> [Page text]

>>

The Caffeinated Penguin

musings of a crackpot hacker

Car is done

| May 31, 2009

Went out in the morning, hit Tractor supply, got the stuff we needed. Came home, compressed the springs in the struts, changed out the shock, kind of messed it up and bent the retaining ring, so I had to press it back into shape. Hit it again, got it right, did the second one, no issues. Got the passenger side partway back in, but was having trouble, so we had a go at the driver’s side which basically popped right in. It turns out that the alignment is really critical, and you need to have it just right, else it won’t go. Loosened and realigned the passenger’s side, and it went in quite easily. Tightened the crap out of everything, and we’re good.

If we were to do it again, it would take a lot less time.

  • Remove driver’s side strut – 20 mins (which was about how long it took)
  • Remove passenger’s side strut – 1 hour (actually took like 5, but now we know what we’re doing).
  • Change shocks – 15 mins each
  • Replace driver’s side strut – 20 mins
  • Replace passenger’s side strut – 30 mins

So, the two of us can probably do it in about 3 hours. One person would take longer.

<<

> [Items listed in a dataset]

>>

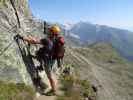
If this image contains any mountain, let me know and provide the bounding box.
[64,42,133,100]
[64,22,133,61]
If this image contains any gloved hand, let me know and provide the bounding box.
[15,34,23,40]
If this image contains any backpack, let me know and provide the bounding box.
[36,38,53,59]
[52,36,65,59]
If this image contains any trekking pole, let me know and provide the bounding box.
[0,41,14,56]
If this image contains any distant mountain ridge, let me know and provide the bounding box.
[62,22,133,61]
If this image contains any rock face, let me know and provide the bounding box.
[0,0,41,84]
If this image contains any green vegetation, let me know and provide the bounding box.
[57,75,96,100]
[90,43,123,63]
[0,81,35,100]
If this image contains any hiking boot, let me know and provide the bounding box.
[45,89,57,96]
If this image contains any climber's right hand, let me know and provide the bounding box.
[14,34,23,40]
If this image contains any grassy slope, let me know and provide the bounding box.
[0,82,35,100]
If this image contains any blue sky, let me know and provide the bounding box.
[29,0,133,30]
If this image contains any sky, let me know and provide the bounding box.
[29,0,133,31]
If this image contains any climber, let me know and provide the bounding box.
[17,25,64,95]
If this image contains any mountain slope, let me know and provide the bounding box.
[68,22,133,60]
[65,43,133,100]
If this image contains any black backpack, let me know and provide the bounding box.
[52,36,65,59]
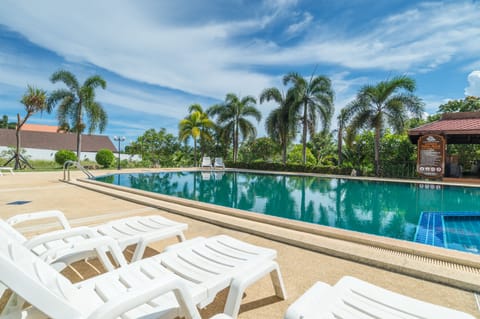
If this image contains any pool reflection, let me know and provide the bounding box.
[97,170,480,241]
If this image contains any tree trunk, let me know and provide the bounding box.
[233,121,238,163]
[302,102,307,165]
[337,126,343,166]
[14,122,20,169]
[193,138,198,167]
[375,127,381,176]
[77,131,82,162]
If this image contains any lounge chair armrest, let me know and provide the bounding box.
[40,236,127,271]
[88,274,201,319]
[7,210,71,229]
[24,227,100,249]
[163,236,206,252]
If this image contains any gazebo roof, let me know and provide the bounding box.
[408,112,480,144]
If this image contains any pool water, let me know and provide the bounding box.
[97,171,480,256]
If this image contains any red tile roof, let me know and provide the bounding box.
[0,129,117,152]
[22,123,58,133]
[408,112,480,144]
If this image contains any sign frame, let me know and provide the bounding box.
[417,134,446,178]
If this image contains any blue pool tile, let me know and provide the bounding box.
[414,212,480,254]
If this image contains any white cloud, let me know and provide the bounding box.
[0,0,480,138]
[465,71,480,96]
[286,12,313,36]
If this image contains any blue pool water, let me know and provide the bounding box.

<<

> [Required tasks]
1. According to the car repair post, about how long would it take two people to do the job?
2. Convert the records, starting with the line that contains "If this image contains any backpack, let" and going on through the line that contains "[0,81,35,100]", into a JSON list of strings with one string per line and no blank lines.

> [Solutions to each task]
1. About 3 hours.

2.
[
  "If this image contains any backpack, let me know and provide the bounding box.",
  "[36,38,53,59]",
  "[52,36,65,59]",
  "If this image contains any trekking pole, let me know and provide the bounding box.",
  "[0,41,14,56]",
  "If this image contains any distant mountain ridge, let me know and provide the bounding box.",
  "[62,22,133,61]",
  "If this image contains any rock face, let me know and provide the bounding box.",
  "[0,0,41,84]",
  "If this image contains any green vegetation, let me know and provide the bounding box.",
  "[57,75,96,100]",
  "[90,43,123,63]",
  "[0,81,35,100]"
]